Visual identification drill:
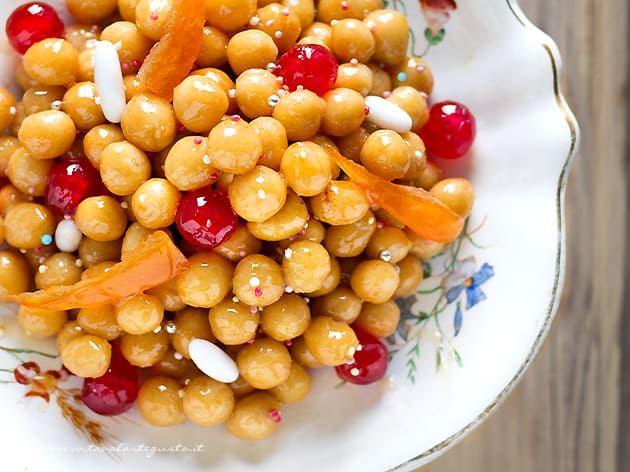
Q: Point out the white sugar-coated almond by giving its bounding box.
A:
[365,95,411,133]
[55,220,83,252]
[188,338,238,383]
[94,41,127,123]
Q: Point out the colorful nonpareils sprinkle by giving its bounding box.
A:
[269,410,282,423]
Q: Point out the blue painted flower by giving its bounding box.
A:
[442,257,494,310]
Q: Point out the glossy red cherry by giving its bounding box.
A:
[81,348,138,416]
[45,157,104,216]
[335,327,389,385]
[418,100,476,159]
[5,2,64,54]
[175,186,238,248]
[274,44,339,96]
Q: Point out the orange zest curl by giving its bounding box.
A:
[326,146,464,243]
[138,0,206,101]
[11,231,190,310]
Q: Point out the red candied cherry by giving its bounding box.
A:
[81,349,138,416]
[5,2,64,54]
[45,157,104,216]
[175,186,238,248]
[335,327,389,385]
[273,44,339,96]
[418,100,476,159]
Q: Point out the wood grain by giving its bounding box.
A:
[422,0,630,472]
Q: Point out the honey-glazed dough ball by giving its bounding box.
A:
[61,334,112,377]
[236,338,291,390]
[120,329,169,367]
[79,237,122,268]
[177,251,234,308]
[282,241,331,293]
[226,29,278,75]
[16,306,68,338]
[261,293,311,342]
[350,259,400,303]
[387,85,429,129]
[430,178,475,218]
[235,68,286,120]
[83,124,125,169]
[0,249,31,300]
[0,87,16,132]
[131,178,181,229]
[253,3,302,54]
[317,0,382,22]
[269,362,311,403]
[164,136,217,191]
[35,252,83,290]
[324,211,376,257]
[206,0,256,33]
[18,110,76,159]
[22,84,66,115]
[135,0,173,41]
[353,300,400,338]
[272,89,326,141]
[310,180,370,225]
[137,376,186,426]
[247,189,309,241]
[115,293,164,334]
[77,305,122,341]
[61,82,105,131]
[182,375,234,426]
[64,23,101,53]
[363,10,409,66]
[330,18,376,63]
[120,93,176,152]
[173,75,228,133]
[196,25,230,67]
[304,316,359,366]
[7,147,55,197]
[365,226,411,264]
[208,119,262,174]
[249,116,289,170]
[335,62,374,97]
[99,141,151,196]
[321,87,365,136]
[290,336,324,369]
[208,296,260,346]
[232,254,284,306]
[66,0,118,25]
[226,392,280,439]
[101,21,153,74]
[4,202,56,249]
[390,56,433,95]
[394,254,424,298]
[280,141,332,197]
[311,285,363,324]
[228,166,287,223]
[212,223,262,262]
[74,195,127,242]
[22,38,79,85]
[171,307,216,359]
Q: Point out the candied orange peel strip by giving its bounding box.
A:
[138,0,206,101]
[11,231,190,310]
[326,145,464,243]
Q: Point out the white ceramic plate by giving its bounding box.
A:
[0,0,578,472]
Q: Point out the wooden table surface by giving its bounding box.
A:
[422,0,630,472]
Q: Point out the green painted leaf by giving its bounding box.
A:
[424,28,446,46]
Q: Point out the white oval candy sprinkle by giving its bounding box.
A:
[55,219,83,252]
[365,95,411,133]
[188,338,238,383]
[94,41,127,123]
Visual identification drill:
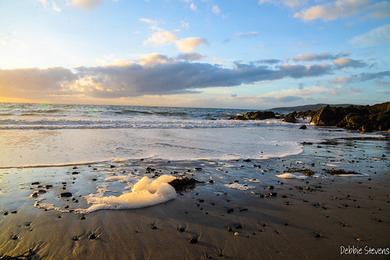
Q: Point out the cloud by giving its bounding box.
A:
[211,5,221,15]
[351,24,390,47]
[333,57,367,68]
[176,52,205,61]
[331,71,390,84]
[294,0,369,21]
[70,0,102,8]
[175,37,207,53]
[144,25,207,53]
[293,52,349,61]
[0,53,334,98]
[236,31,259,38]
[257,0,307,8]
[38,0,62,13]
[185,0,198,12]
[353,71,390,81]
[0,68,77,98]
[139,17,158,26]
[145,30,176,45]
[255,59,282,64]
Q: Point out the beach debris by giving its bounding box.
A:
[325,168,361,176]
[60,192,72,198]
[168,177,202,191]
[189,234,199,244]
[88,233,98,240]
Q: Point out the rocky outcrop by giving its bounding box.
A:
[229,111,279,120]
[230,102,390,132]
[310,102,390,132]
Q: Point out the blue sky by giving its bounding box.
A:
[0,0,390,108]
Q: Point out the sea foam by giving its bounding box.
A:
[276,172,307,180]
[77,175,176,213]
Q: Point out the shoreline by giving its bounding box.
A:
[0,136,390,259]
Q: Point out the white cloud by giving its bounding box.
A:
[146,30,176,45]
[294,0,369,21]
[139,17,158,26]
[38,0,62,13]
[351,24,390,47]
[293,52,348,61]
[70,0,102,8]
[176,37,207,53]
[211,5,221,15]
[333,57,367,68]
[190,2,198,12]
[257,0,307,8]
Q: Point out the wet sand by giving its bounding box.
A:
[0,139,390,259]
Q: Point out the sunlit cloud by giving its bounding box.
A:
[211,5,221,15]
[351,24,390,47]
[146,30,176,45]
[294,0,390,21]
[293,52,349,62]
[71,0,102,8]
[176,37,207,53]
[257,0,307,8]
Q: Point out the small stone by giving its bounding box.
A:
[190,235,198,244]
[88,233,97,240]
[60,192,72,198]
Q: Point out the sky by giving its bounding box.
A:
[0,0,390,109]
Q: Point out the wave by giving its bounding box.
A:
[0,118,290,130]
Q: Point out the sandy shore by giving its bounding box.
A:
[0,139,390,259]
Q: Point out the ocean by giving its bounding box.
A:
[0,103,372,168]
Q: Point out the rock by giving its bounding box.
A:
[326,168,360,175]
[229,111,278,120]
[283,111,297,123]
[287,168,314,177]
[311,102,390,132]
[169,177,201,191]
[177,226,186,233]
[190,235,198,244]
[88,233,98,240]
[60,192,72,198]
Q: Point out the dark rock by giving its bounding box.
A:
[169,177,201,191]
[190,235,198,244]
[311,102,390,132]
[88,233,98,240]
[229,111,277,120]
[60,192,72,198]
[326,168,360,175]
[177,226,186,233]
[287,168,314,177]
[283,111,297,123]
[226,208,234,214]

- **WORUM ES GEHT**
Schreib aus den Einträgen oben die Zeilen zwischen der Zeile mit "Q: Point out the rocky" und der Zeile mit "[0,136,390,259]", beide eingeschlossen, als nummerierte Liste um. Leere Zeilen lässt du dabei weg.

- **DIE LÖSUNG**
1. Q: Point out the rocky outcrop by giving its bounding box.
2. A:
3. [229,111,279,120]
4. [230,102,390,132]
5. [310,102,390,132]
6. Q: Point out the blue sky by giving its bounding box.
7. A:
8. [0,0,390,108]
9. Q: Point out the sea foam by giving its bounding box.
10. A:
11. [276,172,307,180]
12. [77,175,176,213]
13. Q: Point out the shoreline by giving its bounding box.
14. A:
15. [0,136,390,259]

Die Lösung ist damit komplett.